++++ Data for the task
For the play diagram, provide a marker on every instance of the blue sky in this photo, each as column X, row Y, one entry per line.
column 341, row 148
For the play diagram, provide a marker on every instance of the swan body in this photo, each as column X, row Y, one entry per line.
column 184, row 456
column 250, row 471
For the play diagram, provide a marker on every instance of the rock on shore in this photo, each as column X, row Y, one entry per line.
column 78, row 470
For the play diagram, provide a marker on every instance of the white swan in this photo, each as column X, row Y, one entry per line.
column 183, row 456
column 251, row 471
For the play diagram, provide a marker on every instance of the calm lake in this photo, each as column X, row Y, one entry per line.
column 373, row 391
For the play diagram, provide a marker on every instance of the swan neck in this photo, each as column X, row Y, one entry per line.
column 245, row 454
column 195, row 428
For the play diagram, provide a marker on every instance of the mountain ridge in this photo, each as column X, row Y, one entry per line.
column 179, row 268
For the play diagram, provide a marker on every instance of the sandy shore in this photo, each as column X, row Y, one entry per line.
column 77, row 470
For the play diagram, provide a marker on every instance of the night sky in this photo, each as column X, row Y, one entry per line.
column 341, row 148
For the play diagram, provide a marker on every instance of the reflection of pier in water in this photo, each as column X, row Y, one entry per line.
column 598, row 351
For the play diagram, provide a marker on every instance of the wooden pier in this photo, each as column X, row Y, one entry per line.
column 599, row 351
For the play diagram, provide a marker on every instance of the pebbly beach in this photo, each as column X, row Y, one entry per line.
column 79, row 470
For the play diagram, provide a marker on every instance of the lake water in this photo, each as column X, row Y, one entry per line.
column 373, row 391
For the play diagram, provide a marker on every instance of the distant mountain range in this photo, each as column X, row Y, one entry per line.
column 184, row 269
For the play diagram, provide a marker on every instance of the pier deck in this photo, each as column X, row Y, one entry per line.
++++++++
### Required action
Nothing in the records may be altered; restate them word for word.

### Solution for this exercise
For the play diagram, provide a marker on every instance of the blue sky in this photo, each as column X, row Y, one entry per line.
column 341, row 148
For the play diagram, provide a marker on every instance of the swan body in this photo, each as column X, row Y, one entry per line.
column 184, row 456
column 250, row 471
For the play diagram, provide a marker on every instance of the rock on shore in this photo, each as column X, row Y, one entry per line.
column 78, row 470
For the play diagram, provide a marker on every instance of the white swan in this photo, each as column X, row Y, one entry per line.
column 183, row 456
column 251, row 471
For the play diagram, provide a marker on every instance of the calm lake in this photo, each as column X, row Y, one entry per line.
column 373, row 391
For the play diagram, provide a marker on every instance of the swan neck in this photo, each as column X, row Y, one entry per line.
column 245, row 454
column 195, row 428
For the play diagram, provide a marker on every instance of the mountain ridge in this photo, each as column X, row Y, one entry per line.
column 179, row 268
For the play diagram, provide a marker on every instance of the sandy shore in this photo, each as column X, row Y, one entry per line.
column 77, row 470
For the play diagram, provide a marker on every instance of the night sky in this photo, each as column X, row Y, one entry per line.
column 341, row 148
For the play diagram, provide a marker on every instance of the reflection of pier in water in this photo, each as column X, row Y, one entry per line.
column 598, row 351
For the play diagram, provide a marker on every instance of the wooden pier in this photo, each as column X, row Y, one entry per line.
column 599, row 351
For the play diagram, provide a marker on every instance of the pebbly beach in this photo, each as column X, row Y, one entry per line.
column 79, row 470
For the play diagram, provide a marker on every instance of the lake water in this photo, each as column X, row Y, one entry per line.
column 373, row 391
For the play diagram, provide a marker on every instance of the distant mountain range in this photo, each as column X, row Y, one entry per line.
column 184, row 269
For the play diagram, provide a marker on every instance of the pier deck in this photo, each as column X, row Y, one entry per line.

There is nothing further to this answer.